===== DOCUMENT EXCERPT

Sexsmonia – otherwise known as sleep sex – is a little known sleep disorder that causes you to do exactly what you’d expect: have sex, but when you’re dead asleep.
It falls into the same category as sleepwalking or sleep eating, except for the crucial difference in that it makes you engage in sexual activity without your consent, including fondling, masturbation, oral sex or full-blown intercourse.
Sexologist Dr Janet Hall tells us it can wreck havoc on your mental well-being and relationships.
“A person with sexsomnia may experience negative emotions such as shame, confusion, anger, denial, fear, guilt or frustration,” she says. “These negative emotions can lead to enourmous stress.”
What triggers an episode of sexsomnia differs from person to person: stress, alcohol, illicit drugs, sleep deprivation, primary sleep disorders or even sex itself. It occurs during the first few hours of sleep, when the cortex (the thinking, planning and awareness part of the brain) gets switched off, but the brain stem (the part responsible for basic urges like the drive to eat or have sex) is still working.
“By this stage, the sexsomniac is acting completely without inhibition,” says Dr Hall.
This obviously paves the way for extremely murky grounds; more than one person accused of rape has used sexsomnia in their defence, and more than one legitimate sexsomniac has been charged with sexual assault.
The most recent case was 26-year-old Mikael Halvarsson, a Swedish national who was sentenced to two years prison for sexually assaulting a woman sleeping beside him, but was acquitted in 2014 when the appeals court found him to be “in a state of sleepiness, unconscious of what was happening.”
Very little is known about this disorder, not least because people are extremely reluctant to report it. A 2010 study found that almost three times as many men experienced sexsomnia than women, but as their entire study consisted of people who had checked in to a sleep disorder clinic, researchers admitted their data might be skewed.
To shed some light on it, we spoke to Mark*, a 24-year-old Queensland bloke who’s been dealing with it since his teens.
PEDESTRIAN: How did you find out about your condition?

==========

_EXERCISE OBJECTIVE_
Revise the article on sexsomnia, starting with "Sexologist Dr Janet" and going on through "says Dr Hall.", so that "difficult emotions" stands in place of "negative emotions". The records play no part in the work here.

===== RECORDS SUPPLIED

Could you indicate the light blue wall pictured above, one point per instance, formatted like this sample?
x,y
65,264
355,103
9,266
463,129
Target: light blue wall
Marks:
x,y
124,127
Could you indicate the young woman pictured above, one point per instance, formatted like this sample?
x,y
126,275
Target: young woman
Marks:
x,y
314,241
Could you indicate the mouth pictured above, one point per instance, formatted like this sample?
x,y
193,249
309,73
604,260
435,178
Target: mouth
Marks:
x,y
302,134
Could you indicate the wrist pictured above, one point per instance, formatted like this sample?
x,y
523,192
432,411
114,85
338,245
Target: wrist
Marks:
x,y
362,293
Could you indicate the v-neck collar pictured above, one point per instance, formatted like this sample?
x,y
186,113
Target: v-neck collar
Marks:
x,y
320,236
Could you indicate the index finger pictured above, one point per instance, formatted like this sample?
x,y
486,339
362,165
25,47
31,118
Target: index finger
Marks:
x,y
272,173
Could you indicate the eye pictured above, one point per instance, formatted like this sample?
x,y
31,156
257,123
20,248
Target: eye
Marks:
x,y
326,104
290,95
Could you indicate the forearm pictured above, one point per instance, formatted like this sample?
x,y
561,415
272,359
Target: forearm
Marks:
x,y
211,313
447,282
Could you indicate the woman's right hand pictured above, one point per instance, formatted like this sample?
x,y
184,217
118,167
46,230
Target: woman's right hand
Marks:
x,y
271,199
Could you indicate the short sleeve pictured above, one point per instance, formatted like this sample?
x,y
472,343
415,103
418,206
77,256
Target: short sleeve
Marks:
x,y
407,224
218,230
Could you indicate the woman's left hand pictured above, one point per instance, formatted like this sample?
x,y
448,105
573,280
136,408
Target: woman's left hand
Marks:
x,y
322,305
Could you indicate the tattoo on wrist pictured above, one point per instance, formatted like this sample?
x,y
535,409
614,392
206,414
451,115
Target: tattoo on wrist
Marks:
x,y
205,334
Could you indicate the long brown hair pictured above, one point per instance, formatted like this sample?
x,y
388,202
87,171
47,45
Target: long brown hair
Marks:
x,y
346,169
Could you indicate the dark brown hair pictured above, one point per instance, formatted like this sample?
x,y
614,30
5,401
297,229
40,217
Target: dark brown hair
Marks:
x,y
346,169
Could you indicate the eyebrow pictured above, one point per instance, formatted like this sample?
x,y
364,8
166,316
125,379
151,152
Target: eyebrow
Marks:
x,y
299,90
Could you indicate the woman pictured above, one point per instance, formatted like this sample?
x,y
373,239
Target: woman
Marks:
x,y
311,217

==========

_RESULT OF THIS TASK_
Sexologist Dr Janet Hall tells us it can wreck havoc on your mental well-being and relationships.
“A person with sexsomnia may experience difficult emotions such as shame, confusion, anger, denial, fear, guilt or frustration,” she says. “These difficult emotions can lead to enourmous stress.”
What triggers an episode of sexsomnia differs from person to person: stress, alcohol, illicit drugs, sleep deprivation, primary sleep disorders or even sex itself. It occurs during the first few hours of sleep, when the cortex (the thinking, planning and awareness part of the brain) gets switched off, but the brain stem (the part responsible for basic urges like the drive to eat or have sex) is still working.
“By this stage, the sexsomniac is acting completely without inhibition,” says Dr Hall.